▶ **Available data**:
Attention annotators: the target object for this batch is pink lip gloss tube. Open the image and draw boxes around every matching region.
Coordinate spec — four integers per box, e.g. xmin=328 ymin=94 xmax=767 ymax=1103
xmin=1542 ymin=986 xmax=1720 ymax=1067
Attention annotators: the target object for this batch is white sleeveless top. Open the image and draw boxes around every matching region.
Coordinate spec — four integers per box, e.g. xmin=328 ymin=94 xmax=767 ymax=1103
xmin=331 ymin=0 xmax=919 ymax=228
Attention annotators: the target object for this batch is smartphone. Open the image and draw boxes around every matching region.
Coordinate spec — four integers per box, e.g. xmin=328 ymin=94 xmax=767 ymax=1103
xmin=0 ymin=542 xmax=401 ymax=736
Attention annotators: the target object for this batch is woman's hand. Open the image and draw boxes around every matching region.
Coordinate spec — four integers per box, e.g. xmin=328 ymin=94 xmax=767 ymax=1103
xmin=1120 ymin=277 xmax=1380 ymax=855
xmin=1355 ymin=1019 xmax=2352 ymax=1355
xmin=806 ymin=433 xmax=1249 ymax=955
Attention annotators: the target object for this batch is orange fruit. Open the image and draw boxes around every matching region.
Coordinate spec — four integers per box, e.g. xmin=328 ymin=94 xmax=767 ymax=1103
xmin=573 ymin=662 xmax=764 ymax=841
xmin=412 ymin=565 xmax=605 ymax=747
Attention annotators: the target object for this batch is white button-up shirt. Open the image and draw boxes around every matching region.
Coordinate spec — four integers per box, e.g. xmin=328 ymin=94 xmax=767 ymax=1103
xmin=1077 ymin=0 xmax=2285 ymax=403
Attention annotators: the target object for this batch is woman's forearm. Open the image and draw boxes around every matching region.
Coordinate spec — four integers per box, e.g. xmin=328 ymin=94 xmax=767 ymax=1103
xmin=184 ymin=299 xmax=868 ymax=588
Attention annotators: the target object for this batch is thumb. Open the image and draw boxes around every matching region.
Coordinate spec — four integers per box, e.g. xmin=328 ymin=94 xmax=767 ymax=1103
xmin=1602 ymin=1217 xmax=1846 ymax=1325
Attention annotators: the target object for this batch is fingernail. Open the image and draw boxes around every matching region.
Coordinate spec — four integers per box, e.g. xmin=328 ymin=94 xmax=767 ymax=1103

▶ **The task**:
Your task is to copy every line of the entries that contains the string "woman".

▶ **Answer to this exercise**:
Attention annotators: the target object for this batch is woman's hand. Open the image and draw boxes around every matching region.
Attention annotators: the target object for this batch is woman's forearm. Open the image and draw boxes around every matching region.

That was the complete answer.